— begin —
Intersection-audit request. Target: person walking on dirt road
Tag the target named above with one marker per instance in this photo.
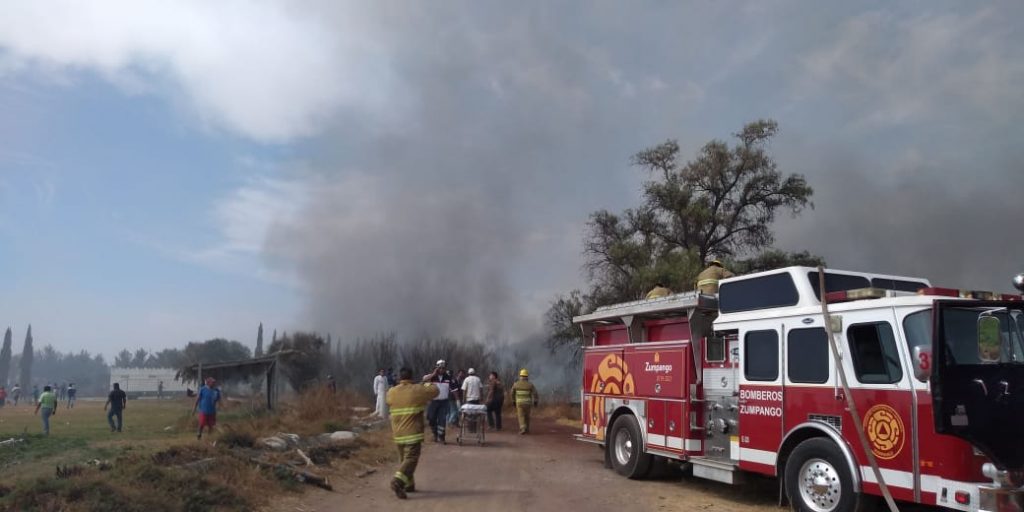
(496, 400)
(408, 401)
(437, 411)
(472, 387)
(47, 402)
(117, 400)
(525, 398)
(206, 403)
(380, 390)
— end —
### Prompt
Give all of the lines above again, requests included, and scale every coordinate in the answers by 1.85, rounding each to a whole number with halves going up. Omit the picture from your answer.

### Task response
Intersection-audit request. Target: person walking on dirt road
Tag the target named above with one marker per instance in this photo.
(918, 740)
(755, 742)
(808, 760)
(873, 716)
(87, 744)
(216, 740)
(971, 736)
(381, 746)
(703, 722)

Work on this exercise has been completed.